**What to do**
Please convert the rows from the line with "Query: white double barn door" to the line with "Give the mask of the white double" into a JSON list of strings, one string per line and no blank lines.

**Given records**
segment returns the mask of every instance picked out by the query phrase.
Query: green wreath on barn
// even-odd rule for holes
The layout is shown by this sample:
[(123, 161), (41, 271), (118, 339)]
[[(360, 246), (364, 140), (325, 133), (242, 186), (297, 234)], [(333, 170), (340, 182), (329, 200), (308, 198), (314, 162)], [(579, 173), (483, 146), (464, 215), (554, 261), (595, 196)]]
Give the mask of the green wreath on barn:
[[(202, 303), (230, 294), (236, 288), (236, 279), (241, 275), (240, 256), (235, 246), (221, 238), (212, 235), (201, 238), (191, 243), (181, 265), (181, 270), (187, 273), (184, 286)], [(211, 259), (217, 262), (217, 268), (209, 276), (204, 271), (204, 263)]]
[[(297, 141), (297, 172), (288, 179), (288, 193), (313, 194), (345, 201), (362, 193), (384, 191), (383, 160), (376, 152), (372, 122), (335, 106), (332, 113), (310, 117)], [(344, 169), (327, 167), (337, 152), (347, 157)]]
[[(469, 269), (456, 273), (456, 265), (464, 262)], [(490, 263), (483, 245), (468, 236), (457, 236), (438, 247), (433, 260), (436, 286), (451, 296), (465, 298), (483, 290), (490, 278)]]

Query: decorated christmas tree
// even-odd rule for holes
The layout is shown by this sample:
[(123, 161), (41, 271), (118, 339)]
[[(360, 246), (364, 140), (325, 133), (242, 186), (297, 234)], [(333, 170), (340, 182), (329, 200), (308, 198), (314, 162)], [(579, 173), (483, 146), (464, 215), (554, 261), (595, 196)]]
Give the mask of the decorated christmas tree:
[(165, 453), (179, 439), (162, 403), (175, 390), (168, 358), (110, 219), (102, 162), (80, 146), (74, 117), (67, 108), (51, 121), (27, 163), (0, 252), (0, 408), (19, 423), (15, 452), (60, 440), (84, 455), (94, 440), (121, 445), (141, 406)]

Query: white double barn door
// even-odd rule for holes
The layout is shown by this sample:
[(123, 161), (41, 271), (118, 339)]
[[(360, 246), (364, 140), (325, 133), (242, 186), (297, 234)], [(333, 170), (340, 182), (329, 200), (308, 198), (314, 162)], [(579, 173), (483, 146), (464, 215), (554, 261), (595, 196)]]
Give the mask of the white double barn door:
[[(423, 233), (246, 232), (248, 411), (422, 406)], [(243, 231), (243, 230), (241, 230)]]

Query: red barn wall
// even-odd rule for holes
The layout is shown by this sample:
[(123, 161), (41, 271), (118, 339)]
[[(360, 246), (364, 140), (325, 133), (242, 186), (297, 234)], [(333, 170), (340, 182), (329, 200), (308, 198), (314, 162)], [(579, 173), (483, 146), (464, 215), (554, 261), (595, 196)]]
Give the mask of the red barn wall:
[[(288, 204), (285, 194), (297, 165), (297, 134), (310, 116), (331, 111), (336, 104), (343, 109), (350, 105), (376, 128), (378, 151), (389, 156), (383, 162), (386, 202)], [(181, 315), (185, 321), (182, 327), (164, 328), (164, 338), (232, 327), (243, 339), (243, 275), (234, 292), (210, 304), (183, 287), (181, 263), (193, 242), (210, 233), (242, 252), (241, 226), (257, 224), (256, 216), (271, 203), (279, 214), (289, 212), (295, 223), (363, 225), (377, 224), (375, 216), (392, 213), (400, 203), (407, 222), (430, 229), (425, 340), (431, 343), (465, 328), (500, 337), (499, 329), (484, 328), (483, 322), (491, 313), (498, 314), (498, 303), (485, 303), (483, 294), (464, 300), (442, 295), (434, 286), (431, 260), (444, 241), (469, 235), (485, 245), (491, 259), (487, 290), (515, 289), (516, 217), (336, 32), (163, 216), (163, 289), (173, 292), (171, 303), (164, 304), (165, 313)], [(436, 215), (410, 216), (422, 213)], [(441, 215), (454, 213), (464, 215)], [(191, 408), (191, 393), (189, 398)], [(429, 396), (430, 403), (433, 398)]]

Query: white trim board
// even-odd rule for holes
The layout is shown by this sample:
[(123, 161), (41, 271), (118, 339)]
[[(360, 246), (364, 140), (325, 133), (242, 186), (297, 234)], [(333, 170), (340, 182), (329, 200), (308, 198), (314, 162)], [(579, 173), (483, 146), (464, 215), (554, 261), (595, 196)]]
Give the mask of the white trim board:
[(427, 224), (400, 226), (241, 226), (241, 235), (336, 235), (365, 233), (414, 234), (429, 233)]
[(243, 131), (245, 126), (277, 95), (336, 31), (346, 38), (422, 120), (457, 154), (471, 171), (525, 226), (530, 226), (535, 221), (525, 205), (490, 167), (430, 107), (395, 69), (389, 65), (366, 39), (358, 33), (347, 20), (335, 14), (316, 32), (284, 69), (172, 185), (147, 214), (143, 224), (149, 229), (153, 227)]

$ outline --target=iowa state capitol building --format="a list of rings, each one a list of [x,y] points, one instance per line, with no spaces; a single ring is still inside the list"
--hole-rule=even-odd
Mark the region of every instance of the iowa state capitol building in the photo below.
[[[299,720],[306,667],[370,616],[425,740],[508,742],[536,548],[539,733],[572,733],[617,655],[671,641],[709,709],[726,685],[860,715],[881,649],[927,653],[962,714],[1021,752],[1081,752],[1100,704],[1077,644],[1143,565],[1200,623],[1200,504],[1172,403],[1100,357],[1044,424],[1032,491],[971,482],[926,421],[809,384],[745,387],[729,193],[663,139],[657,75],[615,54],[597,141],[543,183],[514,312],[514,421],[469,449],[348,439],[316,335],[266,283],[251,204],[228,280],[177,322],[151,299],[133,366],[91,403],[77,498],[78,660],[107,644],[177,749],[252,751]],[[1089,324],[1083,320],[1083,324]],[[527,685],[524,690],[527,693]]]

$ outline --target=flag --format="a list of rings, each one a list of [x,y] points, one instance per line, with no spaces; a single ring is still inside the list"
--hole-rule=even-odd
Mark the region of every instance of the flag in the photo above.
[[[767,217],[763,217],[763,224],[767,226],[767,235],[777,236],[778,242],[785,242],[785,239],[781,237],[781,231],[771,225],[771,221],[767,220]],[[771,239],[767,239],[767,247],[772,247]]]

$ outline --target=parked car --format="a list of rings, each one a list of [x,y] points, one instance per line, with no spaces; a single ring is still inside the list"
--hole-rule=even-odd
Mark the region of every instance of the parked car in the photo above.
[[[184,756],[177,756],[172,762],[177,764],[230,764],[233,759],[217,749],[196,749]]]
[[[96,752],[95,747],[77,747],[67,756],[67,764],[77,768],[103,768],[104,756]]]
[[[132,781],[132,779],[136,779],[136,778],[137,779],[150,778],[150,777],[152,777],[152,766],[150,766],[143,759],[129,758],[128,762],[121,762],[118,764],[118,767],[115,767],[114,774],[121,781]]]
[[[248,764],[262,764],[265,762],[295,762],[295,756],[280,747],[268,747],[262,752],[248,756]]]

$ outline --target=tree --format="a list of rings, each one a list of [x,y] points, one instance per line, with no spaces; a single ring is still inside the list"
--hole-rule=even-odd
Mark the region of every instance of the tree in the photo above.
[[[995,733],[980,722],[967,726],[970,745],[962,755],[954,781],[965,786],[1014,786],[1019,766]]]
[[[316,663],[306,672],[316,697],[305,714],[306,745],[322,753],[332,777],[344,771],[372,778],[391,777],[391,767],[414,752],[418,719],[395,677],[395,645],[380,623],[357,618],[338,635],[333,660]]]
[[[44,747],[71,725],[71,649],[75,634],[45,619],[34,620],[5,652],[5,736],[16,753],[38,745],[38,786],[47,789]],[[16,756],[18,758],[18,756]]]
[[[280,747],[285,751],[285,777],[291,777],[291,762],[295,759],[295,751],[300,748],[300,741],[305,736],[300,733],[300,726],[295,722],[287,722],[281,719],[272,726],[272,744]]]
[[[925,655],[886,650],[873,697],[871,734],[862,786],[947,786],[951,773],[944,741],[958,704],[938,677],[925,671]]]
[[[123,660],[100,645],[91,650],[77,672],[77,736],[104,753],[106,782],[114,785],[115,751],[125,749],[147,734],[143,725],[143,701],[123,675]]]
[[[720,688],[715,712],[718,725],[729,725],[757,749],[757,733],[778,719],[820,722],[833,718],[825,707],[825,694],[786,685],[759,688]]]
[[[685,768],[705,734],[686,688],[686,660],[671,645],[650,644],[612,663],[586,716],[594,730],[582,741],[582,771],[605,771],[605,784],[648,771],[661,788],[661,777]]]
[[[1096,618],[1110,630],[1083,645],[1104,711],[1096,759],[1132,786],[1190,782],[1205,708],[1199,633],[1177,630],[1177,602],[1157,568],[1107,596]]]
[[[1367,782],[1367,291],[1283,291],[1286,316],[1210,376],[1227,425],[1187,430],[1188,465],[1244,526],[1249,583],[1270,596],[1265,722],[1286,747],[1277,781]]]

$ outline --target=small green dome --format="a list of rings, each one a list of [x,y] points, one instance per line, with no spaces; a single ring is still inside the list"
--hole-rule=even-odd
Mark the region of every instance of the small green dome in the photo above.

**Solution below**
[
  "Query: white double barn door",
  "// even-odd rule for holes",
  "The layout is shown by this sample:",
  "[(123, 161), (41, 271), (118, 339)]",
  "[[(360, 246), (364, 140), (325, 133), (242, 186), (297, 234)], [(333, 170), (340, 182), (329, 200), (308, 198), (314, 162)], [(579, 173), (483, 146), (464, 215), (554, 261), (595, 196)]]",
  "Give the mask of the white double barn door:"
]